Apart from the pictures, output all of the records exactly.

*** Data to use Section Begins ***

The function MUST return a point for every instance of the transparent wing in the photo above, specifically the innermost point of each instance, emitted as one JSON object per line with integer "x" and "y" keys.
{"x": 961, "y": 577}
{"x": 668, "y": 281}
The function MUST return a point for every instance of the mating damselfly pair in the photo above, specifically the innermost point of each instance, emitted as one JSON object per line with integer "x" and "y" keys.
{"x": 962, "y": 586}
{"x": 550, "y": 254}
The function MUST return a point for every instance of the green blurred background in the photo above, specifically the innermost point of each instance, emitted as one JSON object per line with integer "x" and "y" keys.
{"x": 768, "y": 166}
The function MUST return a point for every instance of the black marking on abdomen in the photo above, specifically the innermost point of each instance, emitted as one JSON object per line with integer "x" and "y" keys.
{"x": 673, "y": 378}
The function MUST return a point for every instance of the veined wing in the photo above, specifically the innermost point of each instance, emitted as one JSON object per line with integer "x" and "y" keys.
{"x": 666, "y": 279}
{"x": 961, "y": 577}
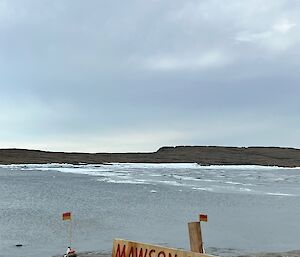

*** Data to use Section Ends ***

## Solution to the exercise
The function MUST return a point for every instance of the transparent wing in the photo above, specifically the innermost point of each instance, emitted as one JSON object per line with integer "x" and "y" keys.
{"x": 961, "y": 577}
{"x": 668, "y": 281}
The function MUST return a point for every instance of the mating damselfly pair in the photo above, specifically the innermost point of each instance, emitted as one JSON object per line with integer "x" and "y" keys.
{"x": 962, "y": 586}
{"x": 550, "y": 254}
The function MUST return a point for every instance of the green blurred background in the photo above, specifically the innermost point of each instance, emitted as one JSON object per line with integer "x" and "y" keys.
{"x": 768, "y": 166}
The function MUST return a point for every instance of the black marking on abdomen in the photo above, specifically the innermost point of each instance, emitted as one JSON object per line with integer "x" and "y" keys.
{"x": 673, "y": 378}
The function MUST return a point for every instance of the veined wing in the photo above, specifically the innermost point of each instance, emitted as one JSON object per line with integer "x" and "y" keys.
{"x": 666, "y": 279}
{"x": 961, "y": 577}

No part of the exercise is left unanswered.